**What the task asks:**
Copy the material below word for word, from the line containing "Find the foliage" through the last line of the material.

--*--

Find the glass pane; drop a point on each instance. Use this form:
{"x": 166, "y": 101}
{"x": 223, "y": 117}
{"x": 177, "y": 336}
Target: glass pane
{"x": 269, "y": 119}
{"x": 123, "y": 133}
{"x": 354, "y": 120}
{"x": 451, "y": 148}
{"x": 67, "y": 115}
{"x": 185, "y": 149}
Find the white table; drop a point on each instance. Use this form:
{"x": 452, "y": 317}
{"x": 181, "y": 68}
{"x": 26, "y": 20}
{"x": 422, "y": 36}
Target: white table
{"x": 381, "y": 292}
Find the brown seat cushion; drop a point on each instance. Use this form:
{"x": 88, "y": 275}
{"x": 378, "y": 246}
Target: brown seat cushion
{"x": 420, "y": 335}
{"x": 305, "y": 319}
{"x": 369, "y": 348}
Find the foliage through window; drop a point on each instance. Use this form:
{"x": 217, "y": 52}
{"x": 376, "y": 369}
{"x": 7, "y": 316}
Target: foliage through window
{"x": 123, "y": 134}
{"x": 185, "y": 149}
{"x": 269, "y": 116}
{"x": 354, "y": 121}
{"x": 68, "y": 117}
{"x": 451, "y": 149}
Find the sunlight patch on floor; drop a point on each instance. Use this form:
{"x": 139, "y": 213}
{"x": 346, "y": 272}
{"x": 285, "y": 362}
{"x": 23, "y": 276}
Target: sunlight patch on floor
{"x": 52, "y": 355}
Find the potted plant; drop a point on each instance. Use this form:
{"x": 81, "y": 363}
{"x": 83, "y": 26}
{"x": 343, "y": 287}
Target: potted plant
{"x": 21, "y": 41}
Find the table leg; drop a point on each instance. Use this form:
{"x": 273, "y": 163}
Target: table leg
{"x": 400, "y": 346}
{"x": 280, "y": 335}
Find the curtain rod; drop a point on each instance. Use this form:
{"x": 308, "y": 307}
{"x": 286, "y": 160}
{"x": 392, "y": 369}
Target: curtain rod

--*--

**Task solution:**
Find the foliage through window; drop a point on each instance. Use this form:
{"x": 217, "y": 52}
{"x": 376, "y": 369}
{"x": 7, "y": 316}
Target: foliage through window
{"x": 123, "y": 134}
{"x": 185, "y": 149}
{"x": 269, "y": 116}
{"x": 354, "y": 121}
{"x": 68, "y": 117}
{"x": 451, "y": 149}
Find the sunlight patch on floor; drop a point on each instance. Use this form:
{"x": 139, "y": 213}
{"x": 346, "y": 272}
{"x": 285, "y": 362}
{"x": 23, "y": 276}
Target: sunlight patch on floor
{"x": 52, "y": 355}
Find the potted plant; drop a point on each instance. Use this form:
{"x": 81, "y": 363}
{"x": 83, "y": 26}
{"x": 343, "y": 287}
Target: potted plant
{"x": 21, "y": 41}
Find the table leg; drop a point on each instance. Use this form:
{"x": 273, "y": 163}
Target: table leg
{"x": 400, "y": 346}
{"x": 280, "y": 335}
Find the curtain rod; drop a point on each instance. Use this form:
{"x": 308, "y": 307}
{"x": 286, "y": 160}
{"x": 392, "y": 369}
Target: curtain rod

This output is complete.